■ **Beschriftungen der Objektpunkte**
▬▬▬▬▬▬

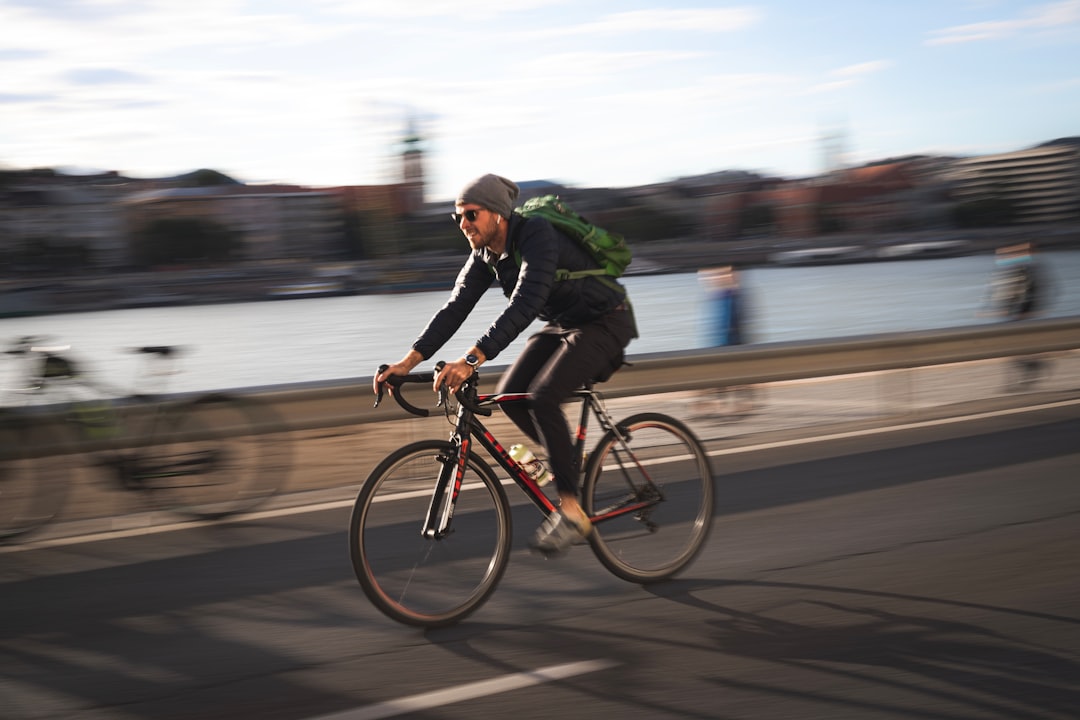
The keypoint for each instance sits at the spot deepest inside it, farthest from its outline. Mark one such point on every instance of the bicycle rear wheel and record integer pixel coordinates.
(36, 466)
(416, 580)
(213, 457)
(651, 498)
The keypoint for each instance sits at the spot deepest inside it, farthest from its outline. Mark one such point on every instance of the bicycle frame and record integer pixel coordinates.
(469, 426)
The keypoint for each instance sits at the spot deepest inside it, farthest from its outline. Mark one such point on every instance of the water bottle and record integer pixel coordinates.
(534, 467)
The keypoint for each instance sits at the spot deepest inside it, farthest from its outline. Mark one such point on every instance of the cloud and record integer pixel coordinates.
(14, 98)
(719, 19)
(847, 76)
(102, 77)
(1045, 17)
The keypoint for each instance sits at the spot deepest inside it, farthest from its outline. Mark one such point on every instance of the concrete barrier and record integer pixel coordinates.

▬▬▬▬▬▬

■ **ARBEITSAUFTRAG**
Schreiben Sie alle obigen Einträge Wort für Wort ab. Lassen Sie die Bilder dabei weg.

■ **LÖSUNG**
The keypoint for each instance sits at the spot deepest inside it, farthest from its outline. Mark one such point on every instance of the bicycle rear wheel and record integer pixel coordinates.
(36, 466)
(416, 580)
(213, 457)
(651, 498)
The keypoint for each instance sits at the spot deepest inside it, farthest from its outline. Mark one such point on every instance of the bicycle frame and record integer pixel coordinates.
(469, 426)
The keypoint for each instance sits at the spot deepest inside it, farthest from its outline. Mark one such point on every instance of the water bottle and record integer pixel coordinates.
(534, 467)
The keypoint for each instance sits at the spot deepest inside it, farthest from its outline. Mark one such point on every instance of the cloud and record integer pixel coordinates.
(14, 98)
(719, 19)
(847, 76)
(102, 77)
(1045, 17)
The keypoint for each instance sits at the spot deepest inside it, farthest from its outline. Mark one such point on every instance of the concrete barrier and record integer pixel coordinates.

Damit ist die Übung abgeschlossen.